- Selected passage
━━━━

Category: London

  • Raining in London

    Hi guys,

    Hope everyone is well and that some rain has come to the land down under. Probably hasn’t actually because it’s been raining monstrously here. It has been a very lukewarm winter though. This week and probably about four other weeks in the entire winter have been cold ie. around zero, otherwise, it’s been around 10 deg which I can’t complain about.

    I have continued to ride my bike bravely throughout the entire Winter. I have yet been saved any side-scrapings by the mad London buses or impervious drivers. Touch lots of wood. I am still in the large Hospital in South London called St George’s but hopefully not for too much longer. It’s with the NHS and for those of you who have had the pleasure of the NHS, the free bit is but a small attraction when the queues and complete rudeness of the customer service becomes so apparent.

━━━━

- What this task involves
Rewrite the part of the post about rain in London starting with "I have continued" and going on through "becomes so apparent.", changing "bike" to "bicycle".

- Data listing
━━━━

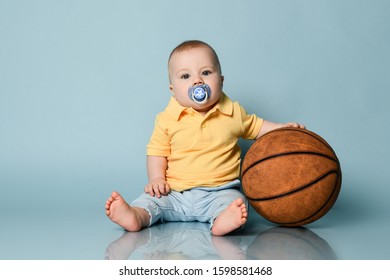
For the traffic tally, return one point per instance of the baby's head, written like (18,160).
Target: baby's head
(195,63)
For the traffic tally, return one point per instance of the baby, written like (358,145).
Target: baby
(193,160)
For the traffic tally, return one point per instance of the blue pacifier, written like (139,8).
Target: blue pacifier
(200,93)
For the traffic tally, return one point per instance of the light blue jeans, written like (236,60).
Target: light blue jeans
(198,204)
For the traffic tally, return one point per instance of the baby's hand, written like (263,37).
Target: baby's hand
(297,125)
(157,187)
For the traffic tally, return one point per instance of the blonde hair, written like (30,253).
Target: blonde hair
(191,44)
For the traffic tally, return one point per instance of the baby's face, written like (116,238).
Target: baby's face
(195,67)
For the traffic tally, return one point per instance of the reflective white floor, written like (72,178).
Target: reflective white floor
(351,230)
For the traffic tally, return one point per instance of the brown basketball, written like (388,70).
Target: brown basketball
(291,176)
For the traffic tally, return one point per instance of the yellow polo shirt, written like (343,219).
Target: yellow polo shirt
(202,150)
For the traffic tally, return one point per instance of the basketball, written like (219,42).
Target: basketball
(291,176)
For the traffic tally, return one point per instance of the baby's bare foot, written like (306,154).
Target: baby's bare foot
(231,218)
(128,217)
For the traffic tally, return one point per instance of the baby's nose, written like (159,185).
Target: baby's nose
(198,81)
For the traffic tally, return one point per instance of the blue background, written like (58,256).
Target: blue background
(81,83)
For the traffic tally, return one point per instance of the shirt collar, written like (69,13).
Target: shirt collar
(224,105)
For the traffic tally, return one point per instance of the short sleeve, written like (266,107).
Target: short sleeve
(159,143)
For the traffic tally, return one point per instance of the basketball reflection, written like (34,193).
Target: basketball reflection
(194,241)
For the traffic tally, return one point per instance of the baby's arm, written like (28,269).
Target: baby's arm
(268,126)
(157,185)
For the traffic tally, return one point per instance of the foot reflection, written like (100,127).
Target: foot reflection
(194,241)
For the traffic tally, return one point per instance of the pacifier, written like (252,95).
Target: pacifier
(199,93)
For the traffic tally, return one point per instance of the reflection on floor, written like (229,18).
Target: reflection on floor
(194,241)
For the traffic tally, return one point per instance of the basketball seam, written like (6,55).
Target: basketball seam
(320,209)
(296,190)
(286,154)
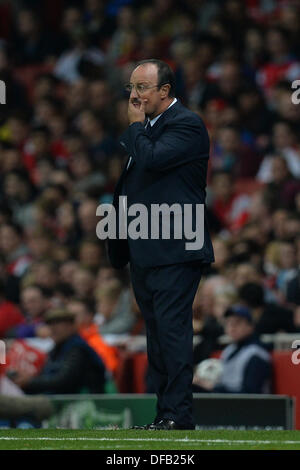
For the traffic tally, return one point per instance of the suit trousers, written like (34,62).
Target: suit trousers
(165,295)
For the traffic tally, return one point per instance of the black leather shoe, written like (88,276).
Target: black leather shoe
(170,425)
(144,427)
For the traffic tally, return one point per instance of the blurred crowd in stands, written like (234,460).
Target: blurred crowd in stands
(65,64)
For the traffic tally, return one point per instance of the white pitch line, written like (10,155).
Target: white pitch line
(187,441)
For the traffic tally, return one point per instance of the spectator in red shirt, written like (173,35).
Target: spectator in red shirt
(10,314)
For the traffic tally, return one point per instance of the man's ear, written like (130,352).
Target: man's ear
(165,90)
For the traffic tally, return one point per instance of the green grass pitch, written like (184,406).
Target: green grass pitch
(63,439)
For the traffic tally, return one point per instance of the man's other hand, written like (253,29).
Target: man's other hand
(136,110)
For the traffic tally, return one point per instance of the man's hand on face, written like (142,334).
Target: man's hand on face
(136,110)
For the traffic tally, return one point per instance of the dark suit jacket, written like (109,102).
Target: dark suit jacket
(168,165)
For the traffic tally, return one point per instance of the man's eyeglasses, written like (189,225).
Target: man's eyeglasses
(140,87)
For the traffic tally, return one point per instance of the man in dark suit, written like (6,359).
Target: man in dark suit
(168,149)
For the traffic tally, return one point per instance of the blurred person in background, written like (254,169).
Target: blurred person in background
(10,315)
(84,316)
(247,366)
(72,365)
(268,317)
(114,308)
(14,249)
(35,301)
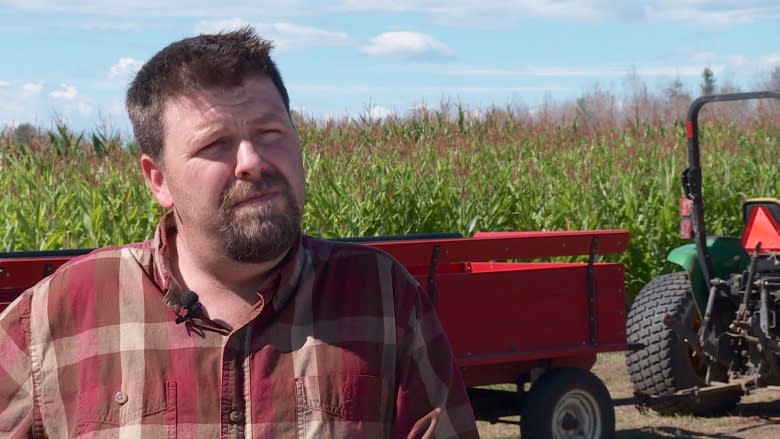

━━━━

- Answer section
I have continued to ride my bicycle bravely throughout the entire Winter. I have yet been saved any side-scrapings by the mad London buses or impervious drivers. Touch lots of wood. I am still in the large Hospital in South London called St George’s but hopefully not for too much longer. It’s with the NHS and for those of you who have had the pleasure of the NHS, the free bit is but a small attraction when the queues and complete rudeness of the customer service becomes so apparent.